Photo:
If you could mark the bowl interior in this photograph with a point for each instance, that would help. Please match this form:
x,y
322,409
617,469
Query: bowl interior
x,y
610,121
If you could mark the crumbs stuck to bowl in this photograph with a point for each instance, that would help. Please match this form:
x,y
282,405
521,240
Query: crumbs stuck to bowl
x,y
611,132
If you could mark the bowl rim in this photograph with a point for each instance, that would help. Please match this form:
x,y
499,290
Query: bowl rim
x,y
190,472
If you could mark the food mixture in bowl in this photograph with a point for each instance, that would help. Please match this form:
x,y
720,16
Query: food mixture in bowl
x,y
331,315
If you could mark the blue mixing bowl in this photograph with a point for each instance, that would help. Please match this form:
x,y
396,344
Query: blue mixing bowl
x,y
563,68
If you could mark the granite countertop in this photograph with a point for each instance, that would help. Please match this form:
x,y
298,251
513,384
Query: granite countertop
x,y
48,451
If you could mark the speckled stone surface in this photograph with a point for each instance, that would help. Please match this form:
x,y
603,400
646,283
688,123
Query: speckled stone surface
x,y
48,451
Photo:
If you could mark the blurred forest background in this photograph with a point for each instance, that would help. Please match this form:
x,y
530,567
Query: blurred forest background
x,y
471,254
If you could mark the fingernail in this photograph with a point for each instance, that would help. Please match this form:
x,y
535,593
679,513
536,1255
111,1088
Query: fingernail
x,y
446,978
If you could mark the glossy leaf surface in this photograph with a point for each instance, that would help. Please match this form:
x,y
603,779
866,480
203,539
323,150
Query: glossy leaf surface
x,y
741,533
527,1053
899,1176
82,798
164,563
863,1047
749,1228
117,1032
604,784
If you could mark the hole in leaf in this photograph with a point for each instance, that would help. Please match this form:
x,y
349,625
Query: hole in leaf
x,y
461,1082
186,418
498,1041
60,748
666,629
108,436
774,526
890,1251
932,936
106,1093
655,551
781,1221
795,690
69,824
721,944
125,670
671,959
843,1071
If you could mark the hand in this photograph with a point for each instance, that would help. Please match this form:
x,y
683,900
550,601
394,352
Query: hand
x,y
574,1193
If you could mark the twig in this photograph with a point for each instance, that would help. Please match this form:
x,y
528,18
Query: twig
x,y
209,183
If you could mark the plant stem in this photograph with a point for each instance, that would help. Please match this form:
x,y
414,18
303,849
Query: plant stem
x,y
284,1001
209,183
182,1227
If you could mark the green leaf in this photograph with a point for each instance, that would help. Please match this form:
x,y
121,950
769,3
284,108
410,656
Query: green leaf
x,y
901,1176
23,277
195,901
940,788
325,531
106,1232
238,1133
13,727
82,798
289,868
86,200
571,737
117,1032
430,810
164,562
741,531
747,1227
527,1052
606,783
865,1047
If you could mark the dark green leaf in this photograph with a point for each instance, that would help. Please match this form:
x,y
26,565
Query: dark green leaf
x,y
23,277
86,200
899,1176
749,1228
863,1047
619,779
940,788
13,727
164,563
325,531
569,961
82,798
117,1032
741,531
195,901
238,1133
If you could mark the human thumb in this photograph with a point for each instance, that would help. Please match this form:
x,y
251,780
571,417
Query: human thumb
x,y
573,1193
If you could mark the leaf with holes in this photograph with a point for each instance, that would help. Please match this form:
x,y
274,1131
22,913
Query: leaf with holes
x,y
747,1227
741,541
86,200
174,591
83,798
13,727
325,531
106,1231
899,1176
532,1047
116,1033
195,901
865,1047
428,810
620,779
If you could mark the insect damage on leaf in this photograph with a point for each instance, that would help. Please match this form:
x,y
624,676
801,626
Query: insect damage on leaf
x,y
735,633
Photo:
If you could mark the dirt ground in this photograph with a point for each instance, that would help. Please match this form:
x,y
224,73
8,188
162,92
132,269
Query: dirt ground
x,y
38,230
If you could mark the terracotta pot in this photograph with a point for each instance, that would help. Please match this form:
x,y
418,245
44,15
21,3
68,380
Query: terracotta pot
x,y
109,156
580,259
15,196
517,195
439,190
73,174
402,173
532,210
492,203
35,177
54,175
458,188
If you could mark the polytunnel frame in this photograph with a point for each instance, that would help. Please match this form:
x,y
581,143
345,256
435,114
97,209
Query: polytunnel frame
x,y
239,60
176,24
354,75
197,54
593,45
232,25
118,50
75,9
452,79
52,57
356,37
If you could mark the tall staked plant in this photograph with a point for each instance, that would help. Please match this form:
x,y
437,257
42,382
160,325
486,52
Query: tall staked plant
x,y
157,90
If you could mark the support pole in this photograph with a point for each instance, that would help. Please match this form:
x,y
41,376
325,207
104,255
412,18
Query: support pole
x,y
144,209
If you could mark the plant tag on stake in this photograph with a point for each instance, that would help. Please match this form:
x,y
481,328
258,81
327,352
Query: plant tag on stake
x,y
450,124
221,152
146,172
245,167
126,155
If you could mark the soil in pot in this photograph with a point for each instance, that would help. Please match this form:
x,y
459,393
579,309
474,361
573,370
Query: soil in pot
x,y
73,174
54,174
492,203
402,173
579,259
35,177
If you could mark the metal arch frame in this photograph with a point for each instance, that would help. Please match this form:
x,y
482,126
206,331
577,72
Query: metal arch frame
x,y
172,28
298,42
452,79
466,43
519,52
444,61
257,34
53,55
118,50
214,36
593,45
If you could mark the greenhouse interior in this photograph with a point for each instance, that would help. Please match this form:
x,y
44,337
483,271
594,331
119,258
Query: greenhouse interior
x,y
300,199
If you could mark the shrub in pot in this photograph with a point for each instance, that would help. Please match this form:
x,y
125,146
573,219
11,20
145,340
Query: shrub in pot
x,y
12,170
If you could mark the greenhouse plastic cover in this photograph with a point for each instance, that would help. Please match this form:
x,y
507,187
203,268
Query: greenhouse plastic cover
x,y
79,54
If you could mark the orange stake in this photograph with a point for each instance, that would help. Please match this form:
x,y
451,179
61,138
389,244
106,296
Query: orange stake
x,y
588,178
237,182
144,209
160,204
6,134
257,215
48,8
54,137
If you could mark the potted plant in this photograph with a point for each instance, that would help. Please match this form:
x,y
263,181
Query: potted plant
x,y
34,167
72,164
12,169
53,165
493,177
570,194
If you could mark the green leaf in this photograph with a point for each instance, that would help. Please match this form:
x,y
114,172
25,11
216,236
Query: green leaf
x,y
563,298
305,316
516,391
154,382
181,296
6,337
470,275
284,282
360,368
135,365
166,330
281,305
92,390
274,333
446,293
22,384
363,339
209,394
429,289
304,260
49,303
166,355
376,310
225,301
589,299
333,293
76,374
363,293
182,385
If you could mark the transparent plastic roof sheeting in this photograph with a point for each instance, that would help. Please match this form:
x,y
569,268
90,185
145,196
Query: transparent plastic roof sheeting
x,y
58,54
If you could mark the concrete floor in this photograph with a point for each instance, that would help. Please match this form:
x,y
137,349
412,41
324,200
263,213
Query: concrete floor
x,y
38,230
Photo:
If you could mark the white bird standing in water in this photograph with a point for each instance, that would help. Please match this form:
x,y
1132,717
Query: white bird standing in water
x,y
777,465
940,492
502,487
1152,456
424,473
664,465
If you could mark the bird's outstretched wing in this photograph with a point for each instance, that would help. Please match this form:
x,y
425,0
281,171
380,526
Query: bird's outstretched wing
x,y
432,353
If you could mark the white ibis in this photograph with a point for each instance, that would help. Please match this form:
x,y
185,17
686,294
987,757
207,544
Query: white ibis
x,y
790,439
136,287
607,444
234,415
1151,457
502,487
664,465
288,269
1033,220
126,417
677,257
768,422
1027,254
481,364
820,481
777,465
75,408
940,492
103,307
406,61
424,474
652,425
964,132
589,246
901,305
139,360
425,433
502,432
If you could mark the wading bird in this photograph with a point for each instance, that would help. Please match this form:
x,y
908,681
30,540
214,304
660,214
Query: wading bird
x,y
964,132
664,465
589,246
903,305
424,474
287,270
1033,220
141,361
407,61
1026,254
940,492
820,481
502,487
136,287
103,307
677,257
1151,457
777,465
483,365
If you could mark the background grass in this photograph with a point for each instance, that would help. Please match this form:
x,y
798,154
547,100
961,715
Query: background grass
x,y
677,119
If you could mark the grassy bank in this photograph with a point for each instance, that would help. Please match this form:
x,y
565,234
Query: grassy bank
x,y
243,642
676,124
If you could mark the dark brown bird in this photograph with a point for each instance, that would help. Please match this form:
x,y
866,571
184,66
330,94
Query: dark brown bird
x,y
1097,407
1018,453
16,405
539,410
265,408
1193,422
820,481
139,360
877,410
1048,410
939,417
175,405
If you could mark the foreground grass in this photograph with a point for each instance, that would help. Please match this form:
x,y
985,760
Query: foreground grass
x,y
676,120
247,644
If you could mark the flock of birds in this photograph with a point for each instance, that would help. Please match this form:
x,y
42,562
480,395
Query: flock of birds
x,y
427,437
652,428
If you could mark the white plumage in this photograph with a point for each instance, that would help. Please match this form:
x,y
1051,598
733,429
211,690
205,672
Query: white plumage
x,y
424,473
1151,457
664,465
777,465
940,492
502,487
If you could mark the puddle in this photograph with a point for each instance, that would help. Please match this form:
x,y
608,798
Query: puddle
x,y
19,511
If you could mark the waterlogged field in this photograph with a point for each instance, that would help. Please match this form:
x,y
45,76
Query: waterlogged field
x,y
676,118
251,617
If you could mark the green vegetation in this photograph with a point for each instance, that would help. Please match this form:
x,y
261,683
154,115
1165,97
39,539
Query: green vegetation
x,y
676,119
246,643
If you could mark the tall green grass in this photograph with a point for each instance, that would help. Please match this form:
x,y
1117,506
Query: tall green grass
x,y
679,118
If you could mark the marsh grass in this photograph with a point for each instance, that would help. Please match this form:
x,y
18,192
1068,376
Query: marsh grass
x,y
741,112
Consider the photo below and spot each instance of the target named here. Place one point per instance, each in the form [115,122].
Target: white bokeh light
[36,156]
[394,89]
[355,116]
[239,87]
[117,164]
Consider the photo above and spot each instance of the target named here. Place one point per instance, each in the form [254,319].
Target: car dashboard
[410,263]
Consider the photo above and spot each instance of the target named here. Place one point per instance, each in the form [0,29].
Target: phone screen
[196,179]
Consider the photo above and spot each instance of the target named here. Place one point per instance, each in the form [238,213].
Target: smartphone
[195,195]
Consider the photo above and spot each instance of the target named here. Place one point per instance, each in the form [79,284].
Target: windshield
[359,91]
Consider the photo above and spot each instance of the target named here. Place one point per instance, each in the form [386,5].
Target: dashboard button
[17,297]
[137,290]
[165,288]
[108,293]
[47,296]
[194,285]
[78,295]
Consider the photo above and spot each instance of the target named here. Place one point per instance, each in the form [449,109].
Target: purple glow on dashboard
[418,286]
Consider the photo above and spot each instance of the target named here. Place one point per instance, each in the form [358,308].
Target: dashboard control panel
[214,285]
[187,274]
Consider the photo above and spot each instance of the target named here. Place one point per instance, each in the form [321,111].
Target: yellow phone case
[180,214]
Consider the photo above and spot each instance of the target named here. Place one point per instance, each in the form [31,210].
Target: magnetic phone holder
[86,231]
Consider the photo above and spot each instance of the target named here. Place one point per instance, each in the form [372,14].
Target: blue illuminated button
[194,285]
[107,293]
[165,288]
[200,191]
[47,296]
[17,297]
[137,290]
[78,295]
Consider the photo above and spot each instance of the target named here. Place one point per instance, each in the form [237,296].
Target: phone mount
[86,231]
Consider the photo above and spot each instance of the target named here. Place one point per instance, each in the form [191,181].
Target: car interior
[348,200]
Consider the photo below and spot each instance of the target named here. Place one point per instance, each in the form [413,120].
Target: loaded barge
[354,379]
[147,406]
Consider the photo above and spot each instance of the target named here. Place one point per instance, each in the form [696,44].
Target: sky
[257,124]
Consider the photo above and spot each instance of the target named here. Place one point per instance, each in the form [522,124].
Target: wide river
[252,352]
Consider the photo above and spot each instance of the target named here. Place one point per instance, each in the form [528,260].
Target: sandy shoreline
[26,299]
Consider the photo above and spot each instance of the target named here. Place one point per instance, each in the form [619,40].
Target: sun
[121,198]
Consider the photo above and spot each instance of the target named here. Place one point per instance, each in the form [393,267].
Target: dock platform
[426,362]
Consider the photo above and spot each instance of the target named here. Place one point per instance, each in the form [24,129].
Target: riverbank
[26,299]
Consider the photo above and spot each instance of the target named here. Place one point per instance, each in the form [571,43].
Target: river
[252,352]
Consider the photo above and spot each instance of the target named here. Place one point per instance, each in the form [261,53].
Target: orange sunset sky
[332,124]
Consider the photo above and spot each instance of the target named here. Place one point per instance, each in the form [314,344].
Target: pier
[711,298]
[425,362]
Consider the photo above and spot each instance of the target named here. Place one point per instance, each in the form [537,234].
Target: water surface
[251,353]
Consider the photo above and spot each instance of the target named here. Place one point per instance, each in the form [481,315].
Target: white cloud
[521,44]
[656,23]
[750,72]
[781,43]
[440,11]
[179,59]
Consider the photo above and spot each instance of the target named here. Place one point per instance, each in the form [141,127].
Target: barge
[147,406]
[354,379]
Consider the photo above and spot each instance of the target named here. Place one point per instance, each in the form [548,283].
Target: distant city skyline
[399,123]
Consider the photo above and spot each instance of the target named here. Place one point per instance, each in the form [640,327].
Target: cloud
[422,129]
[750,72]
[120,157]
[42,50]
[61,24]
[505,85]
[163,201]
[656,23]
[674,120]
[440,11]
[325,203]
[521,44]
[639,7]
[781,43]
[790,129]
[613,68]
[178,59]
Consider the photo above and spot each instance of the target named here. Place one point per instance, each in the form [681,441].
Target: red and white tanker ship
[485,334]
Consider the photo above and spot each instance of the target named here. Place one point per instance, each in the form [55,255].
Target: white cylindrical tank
....
Give exactly, and nothing besides, the lines from the one in which "the form [314,344]." occurs through the end of the records.

● TASK ANSWER:
Consider the photo above and spot each instance of the target named here. Place one point per instance, each in the form [314,344].
Target: pier
[711,298]
[425,362]
Consider the photo above and spot each instance of the target named here. Place one point per instance, each in the form [537,234].
Target: water surface
[251,353]
Consider the photo above and spot each instance of the target named here. Place one point per instance, each in the form [481,315].
Target: white cloud
[521,44]
[656,23]
[750,72]
[781,43]
[440,11]
[179,59]
Consider the photo above and spot each instance of the target named here. Place one point per instance, each in the form [141,127].
Target: barge
[147,406]
[354,379]
Consider the photo above and spot each instance of the target named here. Place one point per instance, each in the form [548,283].
Target: distant city skyline
[399,123]
Consider the photo above and spot each instance of the target named here. Place one point per instance, each in the form [640,327].
Target: cloud
[422,129]
[750,72]
[120,157]
[42,50]
[61,24]
[505,85]
[163,201]
[656,23]
[674,120]
[440,11]
[325,203]
[521,44]
[639,7]
[781,43]
[790,129]
[613,68]
[178,59]
Consider the photo above and spot each instance of the target named here. Place one point per instance, each in the form [681,441].
Target: red and white tanker ship
[485,334]
Consider the photo above and spot each instance of the target named here. Place one point per instance, each in the form [55,255].
Target: white cylindrical tank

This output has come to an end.